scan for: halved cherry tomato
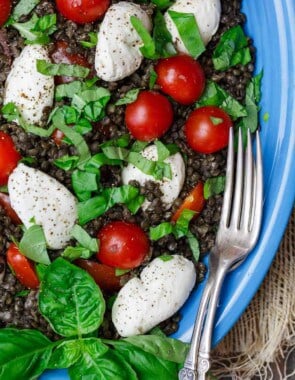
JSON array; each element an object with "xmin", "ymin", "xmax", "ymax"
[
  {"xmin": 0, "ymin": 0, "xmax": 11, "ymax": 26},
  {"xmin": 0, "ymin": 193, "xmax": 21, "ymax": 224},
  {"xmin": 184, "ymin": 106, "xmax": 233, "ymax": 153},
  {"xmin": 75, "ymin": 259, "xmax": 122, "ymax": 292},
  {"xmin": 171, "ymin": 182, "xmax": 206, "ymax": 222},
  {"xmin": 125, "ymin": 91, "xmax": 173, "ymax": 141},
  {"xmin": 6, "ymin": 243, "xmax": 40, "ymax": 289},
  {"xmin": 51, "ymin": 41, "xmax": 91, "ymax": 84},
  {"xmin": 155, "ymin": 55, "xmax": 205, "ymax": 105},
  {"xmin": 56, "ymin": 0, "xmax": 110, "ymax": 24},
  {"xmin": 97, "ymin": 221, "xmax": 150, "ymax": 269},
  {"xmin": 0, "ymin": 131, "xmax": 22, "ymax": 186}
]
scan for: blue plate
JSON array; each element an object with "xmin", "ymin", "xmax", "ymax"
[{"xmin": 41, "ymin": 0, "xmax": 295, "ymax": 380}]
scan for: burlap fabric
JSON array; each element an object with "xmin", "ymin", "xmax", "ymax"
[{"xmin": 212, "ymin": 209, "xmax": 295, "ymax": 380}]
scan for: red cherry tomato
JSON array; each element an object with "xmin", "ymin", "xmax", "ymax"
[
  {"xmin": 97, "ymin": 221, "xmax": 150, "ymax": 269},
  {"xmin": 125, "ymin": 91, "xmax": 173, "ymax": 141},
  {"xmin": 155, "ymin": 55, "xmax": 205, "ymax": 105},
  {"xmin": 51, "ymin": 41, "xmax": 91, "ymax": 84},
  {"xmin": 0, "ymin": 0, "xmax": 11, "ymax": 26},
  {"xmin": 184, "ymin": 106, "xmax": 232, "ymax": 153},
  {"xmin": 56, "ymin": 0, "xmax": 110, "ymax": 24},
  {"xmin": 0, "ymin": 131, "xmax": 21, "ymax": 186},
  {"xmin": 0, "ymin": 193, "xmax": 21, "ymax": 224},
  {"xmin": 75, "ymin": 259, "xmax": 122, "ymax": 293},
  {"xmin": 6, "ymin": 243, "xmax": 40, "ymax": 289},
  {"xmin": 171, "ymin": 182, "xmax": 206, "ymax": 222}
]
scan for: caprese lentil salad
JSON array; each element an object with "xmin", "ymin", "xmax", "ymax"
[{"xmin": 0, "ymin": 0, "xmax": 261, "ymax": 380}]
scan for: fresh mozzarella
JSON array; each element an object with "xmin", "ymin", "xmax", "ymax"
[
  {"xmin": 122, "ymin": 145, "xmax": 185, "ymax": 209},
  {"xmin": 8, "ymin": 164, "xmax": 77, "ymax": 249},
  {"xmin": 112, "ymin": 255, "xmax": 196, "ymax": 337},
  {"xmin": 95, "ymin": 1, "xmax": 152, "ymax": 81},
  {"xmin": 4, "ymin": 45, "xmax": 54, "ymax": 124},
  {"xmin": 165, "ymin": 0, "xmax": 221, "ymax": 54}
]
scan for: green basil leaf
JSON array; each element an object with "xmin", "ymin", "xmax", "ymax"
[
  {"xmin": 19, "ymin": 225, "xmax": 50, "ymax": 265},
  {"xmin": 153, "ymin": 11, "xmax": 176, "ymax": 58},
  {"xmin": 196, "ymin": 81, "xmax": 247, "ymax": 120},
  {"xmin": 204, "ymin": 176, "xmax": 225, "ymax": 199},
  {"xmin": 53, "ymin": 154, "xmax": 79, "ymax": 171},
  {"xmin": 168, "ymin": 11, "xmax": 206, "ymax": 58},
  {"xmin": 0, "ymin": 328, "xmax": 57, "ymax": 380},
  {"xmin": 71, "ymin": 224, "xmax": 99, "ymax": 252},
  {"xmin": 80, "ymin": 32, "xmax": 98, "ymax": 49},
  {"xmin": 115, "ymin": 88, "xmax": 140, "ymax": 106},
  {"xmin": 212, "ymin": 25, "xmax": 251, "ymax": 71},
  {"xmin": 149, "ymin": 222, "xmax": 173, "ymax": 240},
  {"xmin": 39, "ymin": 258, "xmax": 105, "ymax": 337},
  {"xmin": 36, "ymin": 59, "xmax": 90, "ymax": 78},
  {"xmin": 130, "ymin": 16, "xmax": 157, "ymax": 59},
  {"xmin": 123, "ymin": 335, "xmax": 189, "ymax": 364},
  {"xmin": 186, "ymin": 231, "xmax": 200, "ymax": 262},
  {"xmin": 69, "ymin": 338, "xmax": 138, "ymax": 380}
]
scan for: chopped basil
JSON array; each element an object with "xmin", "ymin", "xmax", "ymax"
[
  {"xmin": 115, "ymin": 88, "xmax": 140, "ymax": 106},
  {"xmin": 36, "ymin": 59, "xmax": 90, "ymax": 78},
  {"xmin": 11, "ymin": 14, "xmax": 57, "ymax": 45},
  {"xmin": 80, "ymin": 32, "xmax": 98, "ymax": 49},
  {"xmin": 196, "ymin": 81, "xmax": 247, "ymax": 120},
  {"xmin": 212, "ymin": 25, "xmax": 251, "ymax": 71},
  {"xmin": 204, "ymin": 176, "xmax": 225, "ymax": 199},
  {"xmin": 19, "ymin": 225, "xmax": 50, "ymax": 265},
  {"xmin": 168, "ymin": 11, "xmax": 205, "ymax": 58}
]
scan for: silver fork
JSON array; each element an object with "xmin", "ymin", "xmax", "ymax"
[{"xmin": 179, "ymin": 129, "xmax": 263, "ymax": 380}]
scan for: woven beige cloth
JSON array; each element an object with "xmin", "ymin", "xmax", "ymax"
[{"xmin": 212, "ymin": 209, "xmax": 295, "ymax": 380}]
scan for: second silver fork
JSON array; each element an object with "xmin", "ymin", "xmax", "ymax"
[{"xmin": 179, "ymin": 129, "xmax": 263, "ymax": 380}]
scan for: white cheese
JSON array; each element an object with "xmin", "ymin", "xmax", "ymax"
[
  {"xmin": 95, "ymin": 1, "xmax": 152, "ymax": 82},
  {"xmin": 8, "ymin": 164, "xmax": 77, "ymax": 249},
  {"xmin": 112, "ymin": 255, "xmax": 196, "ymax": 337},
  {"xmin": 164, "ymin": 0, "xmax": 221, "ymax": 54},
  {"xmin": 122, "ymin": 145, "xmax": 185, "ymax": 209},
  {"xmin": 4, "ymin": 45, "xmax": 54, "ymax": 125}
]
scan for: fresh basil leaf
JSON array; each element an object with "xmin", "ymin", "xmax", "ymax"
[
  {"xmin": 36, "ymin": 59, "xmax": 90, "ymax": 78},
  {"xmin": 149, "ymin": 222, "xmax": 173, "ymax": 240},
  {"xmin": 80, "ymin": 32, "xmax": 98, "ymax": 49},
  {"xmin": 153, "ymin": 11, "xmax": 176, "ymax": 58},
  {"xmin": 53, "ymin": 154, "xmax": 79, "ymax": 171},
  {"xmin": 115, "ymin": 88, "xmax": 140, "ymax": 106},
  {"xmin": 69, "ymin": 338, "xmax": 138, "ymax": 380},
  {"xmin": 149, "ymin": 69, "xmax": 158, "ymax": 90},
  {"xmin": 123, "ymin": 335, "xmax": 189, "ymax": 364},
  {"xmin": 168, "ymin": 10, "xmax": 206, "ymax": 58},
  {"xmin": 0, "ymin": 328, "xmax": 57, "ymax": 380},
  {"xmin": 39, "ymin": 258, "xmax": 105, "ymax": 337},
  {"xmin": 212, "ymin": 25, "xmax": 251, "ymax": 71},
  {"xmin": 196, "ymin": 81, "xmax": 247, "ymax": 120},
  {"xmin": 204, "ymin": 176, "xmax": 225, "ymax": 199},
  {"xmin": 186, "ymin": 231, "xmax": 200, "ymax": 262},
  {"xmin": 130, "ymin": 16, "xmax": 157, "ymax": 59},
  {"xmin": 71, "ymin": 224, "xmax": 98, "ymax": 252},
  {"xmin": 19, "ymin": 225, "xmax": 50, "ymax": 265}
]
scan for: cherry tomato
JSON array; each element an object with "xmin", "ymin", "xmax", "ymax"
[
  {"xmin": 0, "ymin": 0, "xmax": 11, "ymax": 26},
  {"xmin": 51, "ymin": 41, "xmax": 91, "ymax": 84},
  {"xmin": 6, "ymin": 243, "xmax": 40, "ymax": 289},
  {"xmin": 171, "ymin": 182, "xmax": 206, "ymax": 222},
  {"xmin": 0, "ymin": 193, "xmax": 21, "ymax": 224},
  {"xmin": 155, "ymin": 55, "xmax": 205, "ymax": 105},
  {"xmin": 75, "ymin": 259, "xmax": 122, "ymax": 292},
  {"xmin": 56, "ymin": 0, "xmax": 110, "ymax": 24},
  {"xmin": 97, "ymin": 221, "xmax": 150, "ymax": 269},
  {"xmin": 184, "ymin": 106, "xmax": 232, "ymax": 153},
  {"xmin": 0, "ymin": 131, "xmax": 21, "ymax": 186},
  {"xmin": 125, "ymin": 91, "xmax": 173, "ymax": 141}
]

━━━

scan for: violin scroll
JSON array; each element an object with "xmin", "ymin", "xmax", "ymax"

━━━

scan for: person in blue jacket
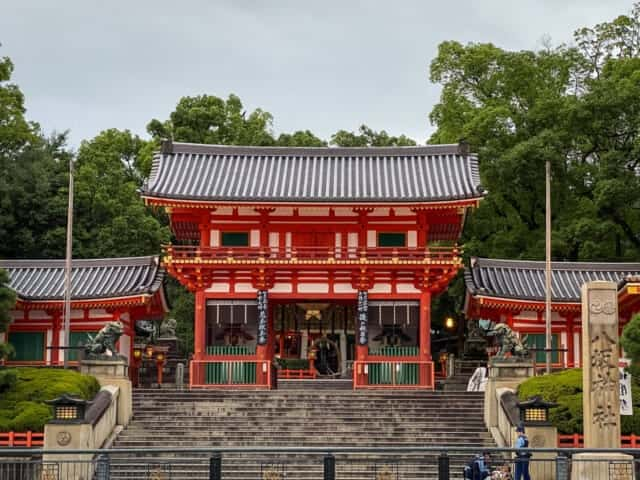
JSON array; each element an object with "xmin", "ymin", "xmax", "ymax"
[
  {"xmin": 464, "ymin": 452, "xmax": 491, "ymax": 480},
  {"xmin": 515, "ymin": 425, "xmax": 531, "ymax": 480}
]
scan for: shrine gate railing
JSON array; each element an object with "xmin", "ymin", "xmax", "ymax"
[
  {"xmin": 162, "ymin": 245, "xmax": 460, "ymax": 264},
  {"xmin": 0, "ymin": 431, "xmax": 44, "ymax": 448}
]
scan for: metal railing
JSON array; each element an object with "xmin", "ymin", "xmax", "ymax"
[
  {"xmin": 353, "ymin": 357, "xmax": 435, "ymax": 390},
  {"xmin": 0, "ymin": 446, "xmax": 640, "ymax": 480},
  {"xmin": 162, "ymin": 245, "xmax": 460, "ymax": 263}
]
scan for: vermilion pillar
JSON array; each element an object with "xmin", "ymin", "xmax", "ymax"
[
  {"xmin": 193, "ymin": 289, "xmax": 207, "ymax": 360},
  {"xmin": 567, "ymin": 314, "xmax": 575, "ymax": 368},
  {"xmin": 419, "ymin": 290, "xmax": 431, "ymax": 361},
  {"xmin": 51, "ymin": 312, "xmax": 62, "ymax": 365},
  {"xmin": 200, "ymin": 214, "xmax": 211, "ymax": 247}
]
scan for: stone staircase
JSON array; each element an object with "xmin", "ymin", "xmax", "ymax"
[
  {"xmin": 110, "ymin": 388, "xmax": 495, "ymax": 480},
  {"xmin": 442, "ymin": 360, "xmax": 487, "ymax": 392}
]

━━━

List every line of the rows above that contains the word "tomato".

[Answer to the problem]
scan for: halved cherry tomato
scan for: red cherry tomato
scan for: cherry tomato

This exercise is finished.